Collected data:
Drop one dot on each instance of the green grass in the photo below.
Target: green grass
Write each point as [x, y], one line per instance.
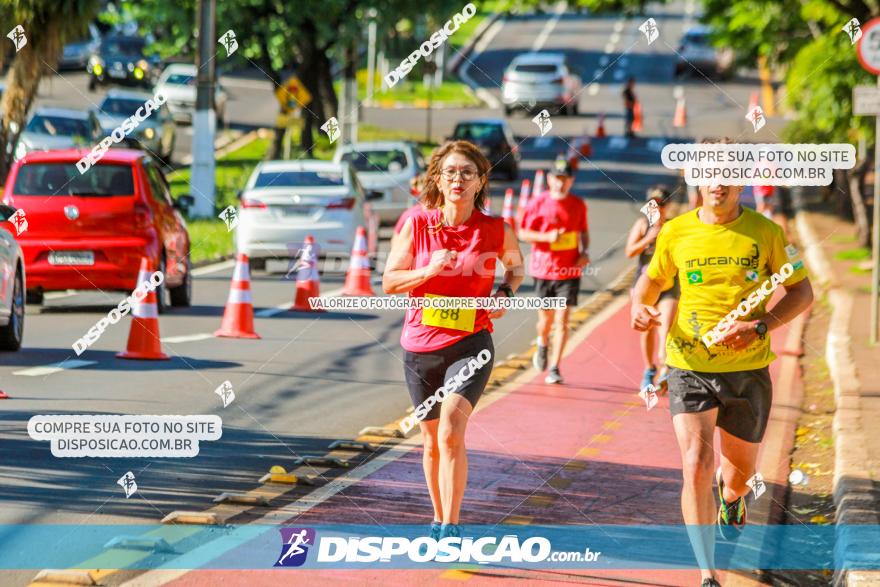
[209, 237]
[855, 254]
* * *
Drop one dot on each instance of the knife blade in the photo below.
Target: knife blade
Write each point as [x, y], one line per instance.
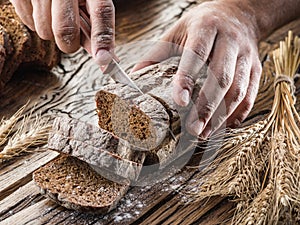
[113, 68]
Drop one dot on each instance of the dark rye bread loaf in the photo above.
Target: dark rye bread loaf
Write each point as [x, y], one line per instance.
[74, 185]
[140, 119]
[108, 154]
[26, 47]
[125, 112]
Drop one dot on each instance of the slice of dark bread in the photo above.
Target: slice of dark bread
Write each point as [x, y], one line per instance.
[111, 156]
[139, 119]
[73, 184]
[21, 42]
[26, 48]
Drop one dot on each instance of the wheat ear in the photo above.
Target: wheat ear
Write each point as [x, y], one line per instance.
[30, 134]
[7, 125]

SHORT EXERCISE -
Locate every line in the entries above that contains the string "Target", and copy each of those lines in full, in the order they appear.

FINISHED TASK -
Target: green grass
Target: knife blade
Target: dark rye bread loaf
Target: slice of dark bread
Target: wheat ear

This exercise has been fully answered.